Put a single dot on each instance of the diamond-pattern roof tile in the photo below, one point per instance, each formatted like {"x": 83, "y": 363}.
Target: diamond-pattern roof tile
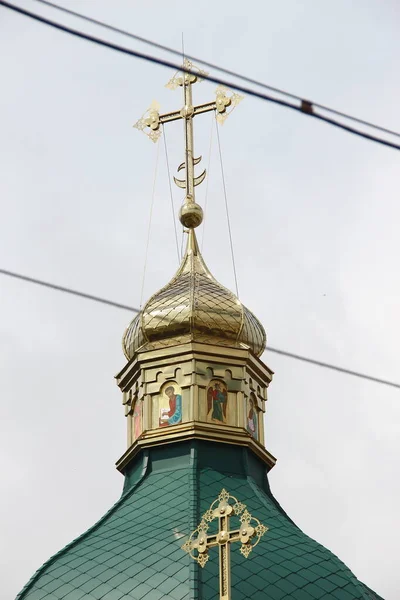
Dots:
{"x": 134, "y": 551}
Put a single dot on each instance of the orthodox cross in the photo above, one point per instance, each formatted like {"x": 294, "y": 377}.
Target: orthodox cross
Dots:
{"x": 200, "y": 542}
{"x": 191, "y": 213}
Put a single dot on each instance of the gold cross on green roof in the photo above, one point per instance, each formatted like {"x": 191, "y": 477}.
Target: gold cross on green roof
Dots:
{"x": 223, "y": 510}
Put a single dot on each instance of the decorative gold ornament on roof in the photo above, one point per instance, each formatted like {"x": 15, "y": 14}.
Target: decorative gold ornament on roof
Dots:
{"x": 200, "y": 541}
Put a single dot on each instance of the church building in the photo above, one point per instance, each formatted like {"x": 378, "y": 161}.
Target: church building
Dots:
{"x": 197, "y": 519}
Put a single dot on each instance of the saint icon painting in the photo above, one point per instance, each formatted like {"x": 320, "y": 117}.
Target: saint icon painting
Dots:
{"x": 170, "y": 405}
{"x": 217, "y": 402}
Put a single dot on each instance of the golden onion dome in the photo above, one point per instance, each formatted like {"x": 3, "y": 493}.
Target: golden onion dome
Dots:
{"x": 193, "y": 306}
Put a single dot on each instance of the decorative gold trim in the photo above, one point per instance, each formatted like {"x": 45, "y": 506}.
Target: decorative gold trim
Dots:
{"x": 183, "y": 432}
{"x": 200, "y": 541}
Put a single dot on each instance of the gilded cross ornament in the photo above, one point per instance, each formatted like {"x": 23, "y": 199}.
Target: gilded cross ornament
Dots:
{"x": 191, "y": 214}
{"x": 249, "y": 534}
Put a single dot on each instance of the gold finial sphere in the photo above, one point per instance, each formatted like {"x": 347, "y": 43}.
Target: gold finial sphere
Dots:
{"x": 191, "y": 214}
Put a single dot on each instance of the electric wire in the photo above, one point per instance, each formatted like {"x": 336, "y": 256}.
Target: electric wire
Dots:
{"x": 306, "y": 107}
{"x": 171, "y": 194}
{"x": 86, "y": 296}
{"x": 227, "y": 209}
{"x": 215, "y": 67}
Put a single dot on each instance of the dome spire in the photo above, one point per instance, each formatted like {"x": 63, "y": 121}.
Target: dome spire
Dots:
{"x": 193, "y": 305}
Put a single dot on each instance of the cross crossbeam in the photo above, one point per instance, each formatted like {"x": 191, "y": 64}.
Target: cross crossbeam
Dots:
{"x": 199, "y": 542}
{"x": 154, "y": 121}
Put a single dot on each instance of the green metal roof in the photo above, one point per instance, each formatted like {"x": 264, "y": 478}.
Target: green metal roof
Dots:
{"x": 134, "y": 551}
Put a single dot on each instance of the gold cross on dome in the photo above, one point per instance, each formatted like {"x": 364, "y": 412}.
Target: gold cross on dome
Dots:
{"x": 250, "y": 529}
{"x": 151, "y": 122}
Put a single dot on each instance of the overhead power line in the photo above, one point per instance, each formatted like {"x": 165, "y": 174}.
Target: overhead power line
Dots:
{"x": 305, "y": 107}
{"x": 229, "y": 72}
{"x": 311, "y": 361}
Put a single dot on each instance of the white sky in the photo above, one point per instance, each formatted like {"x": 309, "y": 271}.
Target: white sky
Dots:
{"x": 314, "y": 215}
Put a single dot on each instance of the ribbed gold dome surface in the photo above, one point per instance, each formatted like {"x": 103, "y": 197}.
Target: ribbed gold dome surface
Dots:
{"x": 194, "y": 306}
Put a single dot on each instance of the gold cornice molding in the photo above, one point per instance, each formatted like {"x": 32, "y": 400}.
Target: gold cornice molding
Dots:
{"x": 196, "y": 431}
{"x": 197, "y": 351}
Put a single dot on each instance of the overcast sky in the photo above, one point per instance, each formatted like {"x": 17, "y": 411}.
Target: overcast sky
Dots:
{"x": 315, "y": 219}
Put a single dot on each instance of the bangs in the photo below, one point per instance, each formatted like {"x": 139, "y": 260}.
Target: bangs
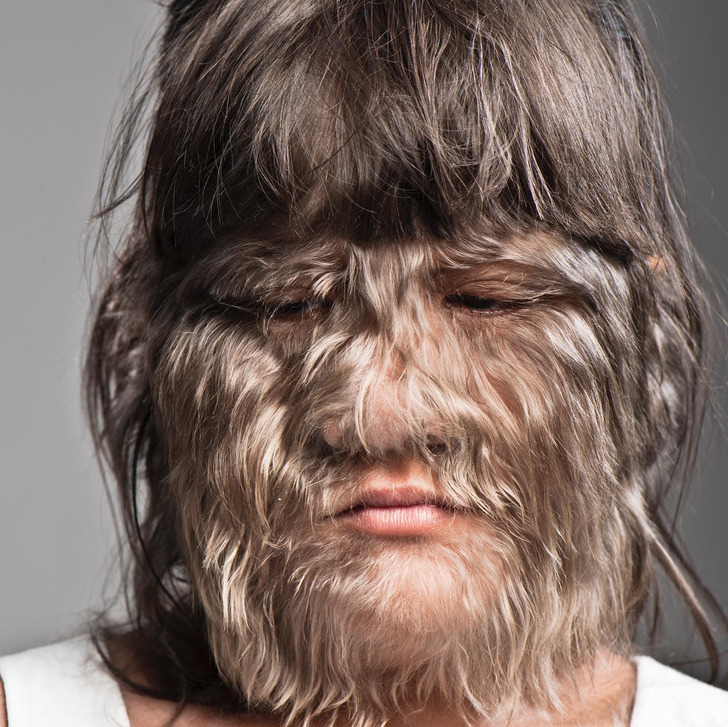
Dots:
{"x": 402, "y": 119}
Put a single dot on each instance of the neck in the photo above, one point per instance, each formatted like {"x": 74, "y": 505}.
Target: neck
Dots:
{"x": 600, "y": 696}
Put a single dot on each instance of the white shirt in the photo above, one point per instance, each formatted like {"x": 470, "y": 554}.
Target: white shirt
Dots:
{"x": 66, "y": 685}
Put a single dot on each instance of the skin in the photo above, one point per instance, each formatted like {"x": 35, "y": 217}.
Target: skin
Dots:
{"x": 600, "y": 697}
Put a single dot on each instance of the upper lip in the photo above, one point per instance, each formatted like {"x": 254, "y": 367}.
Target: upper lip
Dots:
{"x": 394, "y": 497}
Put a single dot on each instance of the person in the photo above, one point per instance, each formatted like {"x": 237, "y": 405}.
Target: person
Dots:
{"x": 401, "y": 351}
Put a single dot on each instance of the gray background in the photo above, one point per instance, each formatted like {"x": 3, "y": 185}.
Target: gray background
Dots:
{"x": 62, "y": 69}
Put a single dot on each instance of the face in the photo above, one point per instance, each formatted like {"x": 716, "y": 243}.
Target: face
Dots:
{"x": 402, "y": 460}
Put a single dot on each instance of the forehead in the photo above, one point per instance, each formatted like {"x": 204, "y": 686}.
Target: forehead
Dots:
{"x": 250, "y": 262}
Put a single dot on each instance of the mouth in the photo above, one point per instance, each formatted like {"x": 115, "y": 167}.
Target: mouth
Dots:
{"x": 396, "y": 512}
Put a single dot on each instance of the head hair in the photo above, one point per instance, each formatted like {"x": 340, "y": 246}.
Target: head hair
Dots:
{"x": 270, "y": 128}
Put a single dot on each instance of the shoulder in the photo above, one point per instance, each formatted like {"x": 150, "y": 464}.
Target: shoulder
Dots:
{"x": 64, "y": 684}
{"x": 667, "y": 698}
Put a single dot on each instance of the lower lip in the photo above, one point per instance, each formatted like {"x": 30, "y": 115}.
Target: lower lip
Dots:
{"x": 396, "y": 521}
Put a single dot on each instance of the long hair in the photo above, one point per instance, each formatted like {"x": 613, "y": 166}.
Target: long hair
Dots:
{"x": 396, "y": 121}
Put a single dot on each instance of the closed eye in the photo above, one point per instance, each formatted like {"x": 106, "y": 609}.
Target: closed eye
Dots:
{"x": 478, "y": 304}
{"x": 297, "y": 307}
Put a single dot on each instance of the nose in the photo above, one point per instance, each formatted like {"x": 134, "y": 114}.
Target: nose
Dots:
{"x": 379, "y": 420}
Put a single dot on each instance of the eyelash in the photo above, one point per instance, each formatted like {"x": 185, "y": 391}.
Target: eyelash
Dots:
{"x": 471, "y": 304}
{"x": 477, "y": 305}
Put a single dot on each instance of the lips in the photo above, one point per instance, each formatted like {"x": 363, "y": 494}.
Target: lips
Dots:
{"x": 396, "y": 502}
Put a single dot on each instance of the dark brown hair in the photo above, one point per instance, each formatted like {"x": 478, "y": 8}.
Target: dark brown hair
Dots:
{"x": 385, "y": 121}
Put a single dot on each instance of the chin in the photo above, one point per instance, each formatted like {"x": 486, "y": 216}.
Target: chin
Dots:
{"x": 341, "y": 625}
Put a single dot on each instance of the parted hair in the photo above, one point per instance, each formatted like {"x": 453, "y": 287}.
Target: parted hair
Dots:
{"x": 370, "y": 143}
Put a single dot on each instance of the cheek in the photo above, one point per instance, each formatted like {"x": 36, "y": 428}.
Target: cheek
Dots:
{"x": 219, "y": 397}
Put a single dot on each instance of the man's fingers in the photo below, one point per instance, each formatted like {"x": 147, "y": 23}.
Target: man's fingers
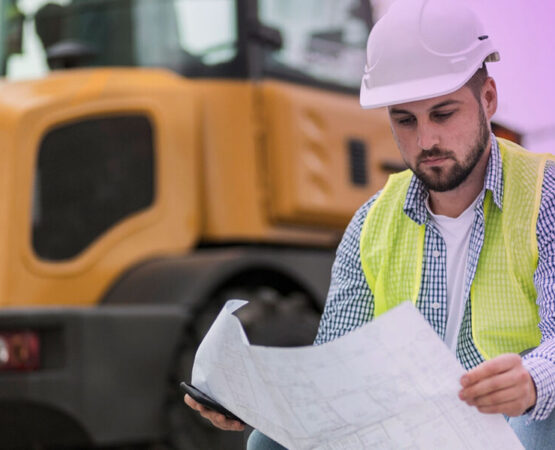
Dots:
{"x": 512, "y": 409}
{"x": 500, "y": 364}
{"x": 494, "y": 383}
{"x": 217, "y": 419}
{"x": 498, "y": 397}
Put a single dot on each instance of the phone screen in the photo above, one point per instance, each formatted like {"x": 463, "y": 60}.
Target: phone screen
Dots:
{"x": 204, "y": 400}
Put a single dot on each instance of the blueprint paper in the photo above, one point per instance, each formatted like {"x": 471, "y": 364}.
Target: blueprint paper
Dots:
{"x": 390, "y": 384}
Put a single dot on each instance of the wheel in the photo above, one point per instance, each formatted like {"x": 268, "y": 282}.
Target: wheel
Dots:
{"x": 270, "y": 318}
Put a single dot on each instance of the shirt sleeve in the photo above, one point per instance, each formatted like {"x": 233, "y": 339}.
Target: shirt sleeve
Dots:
{"x": 540, "y": 363}
{"x": 349, "y": 303}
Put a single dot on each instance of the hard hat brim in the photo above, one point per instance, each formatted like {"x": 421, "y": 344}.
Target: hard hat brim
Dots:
{"x": 411, "y": 91}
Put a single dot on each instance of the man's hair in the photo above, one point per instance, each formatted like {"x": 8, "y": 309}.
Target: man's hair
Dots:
{"x": 477, "y": 81}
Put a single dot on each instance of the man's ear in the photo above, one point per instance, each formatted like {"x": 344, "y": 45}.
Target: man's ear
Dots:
{"x": 489, "y": 97}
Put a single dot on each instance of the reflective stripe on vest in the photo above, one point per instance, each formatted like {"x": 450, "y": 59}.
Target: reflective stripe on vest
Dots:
{"x": 503, "y": 297}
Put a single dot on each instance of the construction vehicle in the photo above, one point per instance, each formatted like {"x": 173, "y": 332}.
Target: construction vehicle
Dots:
{"x": 159, "y": 157}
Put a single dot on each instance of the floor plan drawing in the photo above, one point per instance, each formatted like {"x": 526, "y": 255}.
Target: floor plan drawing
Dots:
{"x": 373, "y": 388}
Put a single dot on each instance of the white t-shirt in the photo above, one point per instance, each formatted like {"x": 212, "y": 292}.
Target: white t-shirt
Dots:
{"x": 456, "y": 234}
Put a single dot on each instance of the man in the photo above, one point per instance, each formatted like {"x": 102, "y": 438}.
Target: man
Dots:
{"x": 468, "y": 234}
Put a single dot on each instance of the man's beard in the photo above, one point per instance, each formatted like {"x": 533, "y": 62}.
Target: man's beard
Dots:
{"x": 440, "y": 179}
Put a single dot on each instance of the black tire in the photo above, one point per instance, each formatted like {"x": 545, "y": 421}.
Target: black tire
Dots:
{"x": 271, "y": 319}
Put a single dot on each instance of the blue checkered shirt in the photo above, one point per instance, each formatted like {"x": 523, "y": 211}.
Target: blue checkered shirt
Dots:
{"x": 350, "y": 301}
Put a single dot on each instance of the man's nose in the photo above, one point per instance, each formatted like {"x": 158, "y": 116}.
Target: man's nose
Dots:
{"x": 427, "y": 137}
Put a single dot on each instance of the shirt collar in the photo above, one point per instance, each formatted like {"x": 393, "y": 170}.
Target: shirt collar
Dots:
{"x": 415, "y": 201}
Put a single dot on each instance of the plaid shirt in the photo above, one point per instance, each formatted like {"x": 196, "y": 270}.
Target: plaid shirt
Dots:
{"x": 350, "y": 301}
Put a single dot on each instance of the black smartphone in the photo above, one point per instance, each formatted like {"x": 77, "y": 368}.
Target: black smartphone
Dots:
{"x": 204, "y": 400}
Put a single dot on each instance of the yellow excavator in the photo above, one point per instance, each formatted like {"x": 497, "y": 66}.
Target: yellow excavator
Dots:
{"x": 157, "y": 158}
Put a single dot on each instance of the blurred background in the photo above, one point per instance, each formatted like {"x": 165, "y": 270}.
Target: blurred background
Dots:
{"x": 159, "y": 157}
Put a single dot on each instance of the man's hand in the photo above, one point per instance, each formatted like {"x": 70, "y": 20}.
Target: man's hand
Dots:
{"x": 500, "y": 385}
{"x": 218, "y": 420}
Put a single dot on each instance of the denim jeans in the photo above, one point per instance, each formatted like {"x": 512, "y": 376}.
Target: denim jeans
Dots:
{"x": 259, "y": 441}
{"x": 537, "y": 435}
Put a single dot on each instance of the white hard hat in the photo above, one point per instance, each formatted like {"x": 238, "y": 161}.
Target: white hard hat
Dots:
{"x": 422, "y": 49}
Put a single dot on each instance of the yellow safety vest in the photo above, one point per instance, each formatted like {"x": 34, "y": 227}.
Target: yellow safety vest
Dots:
{"x": 503, "y": 297}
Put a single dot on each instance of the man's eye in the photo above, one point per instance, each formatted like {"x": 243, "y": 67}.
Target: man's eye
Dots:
{"x": 442, "y": 116}
{"x": 406, "y": 121}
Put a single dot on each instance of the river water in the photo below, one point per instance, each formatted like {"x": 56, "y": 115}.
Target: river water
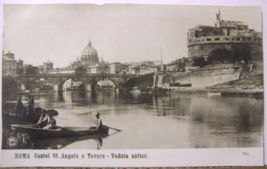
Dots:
{"x": 150, "y": 121}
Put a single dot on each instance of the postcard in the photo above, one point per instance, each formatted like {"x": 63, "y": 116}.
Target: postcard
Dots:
{"x": 132, "y": 85}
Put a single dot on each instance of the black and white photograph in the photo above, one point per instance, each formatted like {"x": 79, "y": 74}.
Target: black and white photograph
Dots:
{"x": 113, "y": 81}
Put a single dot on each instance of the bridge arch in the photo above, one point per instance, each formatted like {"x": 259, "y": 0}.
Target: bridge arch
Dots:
{"x": 63, "y": 81}
{"x": 106, "y": 78}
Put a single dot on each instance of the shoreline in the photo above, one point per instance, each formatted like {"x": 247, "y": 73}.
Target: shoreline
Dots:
{"x": 223, "y": 91}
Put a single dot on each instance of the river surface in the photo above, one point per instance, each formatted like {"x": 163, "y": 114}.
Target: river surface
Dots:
{"x": 150, "y": 121}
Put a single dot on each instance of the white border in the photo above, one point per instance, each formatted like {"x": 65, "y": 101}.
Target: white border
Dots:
{"x": 157, "y": 158}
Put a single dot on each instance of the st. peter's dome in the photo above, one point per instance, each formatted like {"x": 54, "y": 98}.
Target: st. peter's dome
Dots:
{"x": 89, "y": 55}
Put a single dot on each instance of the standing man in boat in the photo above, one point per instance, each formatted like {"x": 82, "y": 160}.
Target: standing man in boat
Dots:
{"x": 19, "y": 107}
{"x": 51, "y": 122}
{"x": 98, "y": 122}
{"x": 30, "y": 106}
{"x": 42, "y": 121}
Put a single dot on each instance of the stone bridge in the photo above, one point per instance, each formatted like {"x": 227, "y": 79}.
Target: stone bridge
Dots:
{"x": 89, "y": 80}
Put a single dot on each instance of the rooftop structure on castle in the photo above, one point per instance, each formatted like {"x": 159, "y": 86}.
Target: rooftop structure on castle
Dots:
{"x": 202, "y": 39}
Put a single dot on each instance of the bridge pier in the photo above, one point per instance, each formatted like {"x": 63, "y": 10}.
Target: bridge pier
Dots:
{"x": 22, "y": 87}
{"x": 88, "y": 87}
{"x": 57, "y": 88}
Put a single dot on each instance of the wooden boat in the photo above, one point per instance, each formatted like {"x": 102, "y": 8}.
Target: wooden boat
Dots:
{"x": 214, "y": 93}
{"x": 57, "y": 132}
{"x": 24, "y": 92}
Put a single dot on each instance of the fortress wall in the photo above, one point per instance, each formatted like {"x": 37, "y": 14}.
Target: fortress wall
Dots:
{"x": 203, "y": 78}
{"x": 201, "y": 49}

EXERCISE INSTRUCTIONS — Exactly as written, give the line containing "Put a single dot on each instance of the bridge pier" and all remaining lines of the records.

EXERCISE RESPONSE —
Put a single dot on each instance of the bridge pier in the photo above, one point per instance, each formatted like {"x": 63, "y": 10}.
Target: bridge pier
Dots:
{"x": 22, "y": 87}
{"x": 88, "y": 87}
{"x": 57, "y": 88}
Put a single dot on each instance of the wooden boat in the photo above, one point per instance, each formatted like {"x": 102, "y": 8}.
Target: wooden boat
Dots:
{"x": 214, "y": 93}
{"x": 57, "y": 132}
{"x": 24, "y": 92}
Put a single dot on each instance of the fortress wall in the photo above, one point per instance, each formatted like {"x": 37, "y": 14}.
Target: fortress wall
Dots:
{"x": 203, "y": 78}
{"x": 201, "y": 49}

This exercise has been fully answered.